### EXERCISE GOAL
Which lines of the data below contain the string "Target"? List each of them in full.

Entries from a pointing dataset

* * *

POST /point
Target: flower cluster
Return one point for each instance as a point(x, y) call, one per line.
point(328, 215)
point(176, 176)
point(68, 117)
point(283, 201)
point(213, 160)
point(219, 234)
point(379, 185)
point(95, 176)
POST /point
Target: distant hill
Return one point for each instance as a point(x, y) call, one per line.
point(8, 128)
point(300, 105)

* * *

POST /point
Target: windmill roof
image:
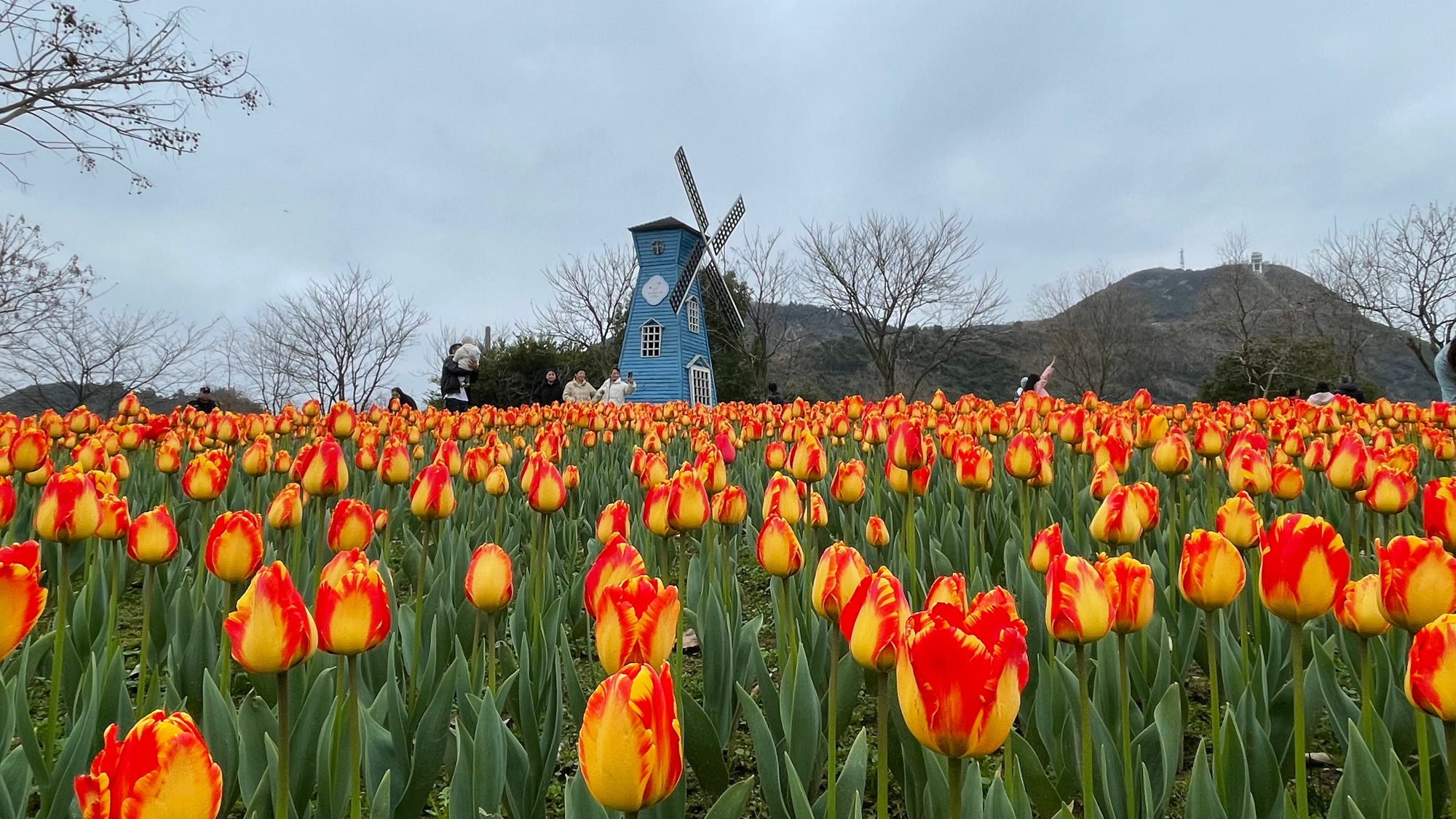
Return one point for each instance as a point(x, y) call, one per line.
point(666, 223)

* * *

### OUTPUT FOR THIS EXERCISE
Target: flower cluster
Target: distant hill
Target: windmill roof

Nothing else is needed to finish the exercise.